ABOUT THIS EXERCISE :: Give an exact copy of the lines from the beginning of the listing below to the "Game engine object recognition — detect dark gray" line, inclusive.

DATA SUPPLIED Start Marker

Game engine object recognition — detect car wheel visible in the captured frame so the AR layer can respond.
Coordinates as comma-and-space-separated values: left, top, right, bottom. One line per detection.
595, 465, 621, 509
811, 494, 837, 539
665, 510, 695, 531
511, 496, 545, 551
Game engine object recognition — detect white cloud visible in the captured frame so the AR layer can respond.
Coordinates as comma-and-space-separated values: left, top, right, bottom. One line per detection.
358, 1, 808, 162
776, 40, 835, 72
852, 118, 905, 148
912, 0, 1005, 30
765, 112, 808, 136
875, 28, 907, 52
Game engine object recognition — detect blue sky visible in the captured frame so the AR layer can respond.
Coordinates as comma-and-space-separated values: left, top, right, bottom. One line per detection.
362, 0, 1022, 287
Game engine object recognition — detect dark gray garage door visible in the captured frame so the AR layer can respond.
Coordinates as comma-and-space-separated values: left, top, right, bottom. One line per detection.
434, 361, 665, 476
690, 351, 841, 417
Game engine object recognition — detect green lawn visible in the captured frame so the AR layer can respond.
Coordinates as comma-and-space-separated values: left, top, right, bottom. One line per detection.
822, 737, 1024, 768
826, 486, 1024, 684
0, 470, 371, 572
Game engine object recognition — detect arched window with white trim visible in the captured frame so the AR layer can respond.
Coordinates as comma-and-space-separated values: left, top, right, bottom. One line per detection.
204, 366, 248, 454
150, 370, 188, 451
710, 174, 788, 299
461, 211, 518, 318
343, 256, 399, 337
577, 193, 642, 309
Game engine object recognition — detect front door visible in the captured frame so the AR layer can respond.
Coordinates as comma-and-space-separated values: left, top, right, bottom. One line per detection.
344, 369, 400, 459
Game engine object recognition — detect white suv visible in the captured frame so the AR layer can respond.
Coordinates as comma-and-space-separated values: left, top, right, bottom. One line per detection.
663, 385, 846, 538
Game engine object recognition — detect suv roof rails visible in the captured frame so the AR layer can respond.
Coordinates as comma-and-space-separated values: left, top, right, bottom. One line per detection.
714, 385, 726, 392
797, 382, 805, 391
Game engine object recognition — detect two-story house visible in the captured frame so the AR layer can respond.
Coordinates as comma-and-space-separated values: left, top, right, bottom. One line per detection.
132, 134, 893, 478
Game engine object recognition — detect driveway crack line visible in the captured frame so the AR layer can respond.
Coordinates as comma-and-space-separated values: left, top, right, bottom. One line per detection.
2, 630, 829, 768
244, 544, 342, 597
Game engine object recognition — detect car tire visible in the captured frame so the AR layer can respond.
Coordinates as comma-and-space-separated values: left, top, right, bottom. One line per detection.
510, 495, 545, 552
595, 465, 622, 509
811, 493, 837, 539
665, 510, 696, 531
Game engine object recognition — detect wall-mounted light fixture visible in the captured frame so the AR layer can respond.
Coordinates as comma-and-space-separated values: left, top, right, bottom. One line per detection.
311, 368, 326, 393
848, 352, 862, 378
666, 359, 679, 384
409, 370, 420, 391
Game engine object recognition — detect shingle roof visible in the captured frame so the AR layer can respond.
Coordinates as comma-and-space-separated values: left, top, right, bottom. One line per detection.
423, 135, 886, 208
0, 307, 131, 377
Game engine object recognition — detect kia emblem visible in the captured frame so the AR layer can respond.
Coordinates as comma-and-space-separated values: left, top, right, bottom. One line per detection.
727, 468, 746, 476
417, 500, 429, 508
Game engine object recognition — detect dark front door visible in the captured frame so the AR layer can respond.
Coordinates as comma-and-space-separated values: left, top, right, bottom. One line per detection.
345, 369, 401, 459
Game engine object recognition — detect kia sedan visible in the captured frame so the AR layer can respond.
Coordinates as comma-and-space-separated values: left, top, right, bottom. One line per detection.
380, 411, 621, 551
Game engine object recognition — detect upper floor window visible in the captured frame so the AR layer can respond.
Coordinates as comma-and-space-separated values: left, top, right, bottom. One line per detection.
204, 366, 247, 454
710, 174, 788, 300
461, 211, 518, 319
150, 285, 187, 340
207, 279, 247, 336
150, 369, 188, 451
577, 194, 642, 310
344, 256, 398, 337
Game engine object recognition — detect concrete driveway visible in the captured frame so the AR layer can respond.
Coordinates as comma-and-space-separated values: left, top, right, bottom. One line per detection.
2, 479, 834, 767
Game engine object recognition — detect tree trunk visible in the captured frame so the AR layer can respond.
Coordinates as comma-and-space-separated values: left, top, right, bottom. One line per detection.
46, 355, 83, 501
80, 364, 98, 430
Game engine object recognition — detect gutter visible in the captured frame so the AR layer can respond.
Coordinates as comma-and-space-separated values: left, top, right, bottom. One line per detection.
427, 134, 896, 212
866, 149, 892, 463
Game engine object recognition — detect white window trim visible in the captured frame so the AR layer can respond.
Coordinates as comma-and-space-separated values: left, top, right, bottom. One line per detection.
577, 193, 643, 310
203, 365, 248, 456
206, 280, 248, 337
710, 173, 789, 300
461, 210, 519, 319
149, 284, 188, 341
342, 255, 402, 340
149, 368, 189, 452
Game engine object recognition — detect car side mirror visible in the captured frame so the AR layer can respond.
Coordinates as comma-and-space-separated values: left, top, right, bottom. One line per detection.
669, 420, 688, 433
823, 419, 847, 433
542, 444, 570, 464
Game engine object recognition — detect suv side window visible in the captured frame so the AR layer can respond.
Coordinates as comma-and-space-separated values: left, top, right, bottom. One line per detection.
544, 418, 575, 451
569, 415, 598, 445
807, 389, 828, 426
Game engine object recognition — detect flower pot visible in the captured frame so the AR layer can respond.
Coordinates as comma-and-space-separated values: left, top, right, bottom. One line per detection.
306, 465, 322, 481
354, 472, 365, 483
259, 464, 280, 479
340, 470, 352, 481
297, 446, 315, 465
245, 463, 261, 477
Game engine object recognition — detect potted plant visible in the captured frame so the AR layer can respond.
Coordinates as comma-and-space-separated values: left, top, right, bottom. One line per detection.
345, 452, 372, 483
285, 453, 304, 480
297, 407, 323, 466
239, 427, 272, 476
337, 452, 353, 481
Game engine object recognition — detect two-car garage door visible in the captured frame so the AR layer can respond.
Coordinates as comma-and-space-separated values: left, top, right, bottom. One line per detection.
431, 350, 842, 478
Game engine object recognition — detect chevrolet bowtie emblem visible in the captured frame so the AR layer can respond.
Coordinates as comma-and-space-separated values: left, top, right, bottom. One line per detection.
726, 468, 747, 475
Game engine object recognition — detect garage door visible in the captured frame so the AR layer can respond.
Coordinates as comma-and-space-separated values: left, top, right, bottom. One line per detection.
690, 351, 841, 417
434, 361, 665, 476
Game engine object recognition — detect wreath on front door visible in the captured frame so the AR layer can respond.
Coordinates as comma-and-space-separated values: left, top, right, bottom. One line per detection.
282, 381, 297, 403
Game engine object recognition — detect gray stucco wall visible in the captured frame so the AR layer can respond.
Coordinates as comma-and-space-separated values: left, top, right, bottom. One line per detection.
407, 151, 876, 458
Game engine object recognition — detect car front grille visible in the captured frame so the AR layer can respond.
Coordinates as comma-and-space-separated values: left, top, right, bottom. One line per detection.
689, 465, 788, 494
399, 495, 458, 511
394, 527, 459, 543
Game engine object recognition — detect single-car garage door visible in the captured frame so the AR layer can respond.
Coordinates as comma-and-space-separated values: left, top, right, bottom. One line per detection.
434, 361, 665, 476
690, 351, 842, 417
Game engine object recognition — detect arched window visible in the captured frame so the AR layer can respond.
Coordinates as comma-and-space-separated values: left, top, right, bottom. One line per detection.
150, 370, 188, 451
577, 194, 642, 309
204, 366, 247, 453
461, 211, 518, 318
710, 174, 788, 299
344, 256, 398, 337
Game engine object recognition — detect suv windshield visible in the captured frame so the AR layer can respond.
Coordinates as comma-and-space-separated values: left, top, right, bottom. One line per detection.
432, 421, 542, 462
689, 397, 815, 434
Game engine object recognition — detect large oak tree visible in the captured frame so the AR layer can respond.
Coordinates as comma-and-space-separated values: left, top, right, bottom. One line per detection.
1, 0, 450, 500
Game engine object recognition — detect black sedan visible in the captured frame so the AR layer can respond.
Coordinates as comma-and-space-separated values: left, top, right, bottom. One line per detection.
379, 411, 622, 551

DATA SUPPLIED End Marker

SOLVED PROBLEM ::
Game engine object recognition — detect car wheel visible in the captured frame so the AR layer can respond.
Coordinates as comma-and-space-separated values: left, top, right, bottom. One line per detection.
595, 465, 621, 509
811, 494, 837, 539
665, 510, 695, 531
511, 496, 545, 551
Game engine object recognition — detect white cloud visible in the captured frame so the AR layer can respond.
Coordinates as comma-and-space-separated values: left, top, right, bottom. One line per detection.
358, 1, 808, 162
776, 40, 835, 72
852, 118, 905, 148
912, 0, 1005, 30
765, 112, 808, 136
875, 28, 907, 52
Game engine object recognition — detect blue sky visible in the captured frame so the AR layer can respond.
Coordinates as comma-and-space-separated values: left, top, right, bottom. One line per detection.
362, 0, 1022, 287
Game engine object recognition — detect dark gray garage door visible in the captured frame so the AR layer can respond.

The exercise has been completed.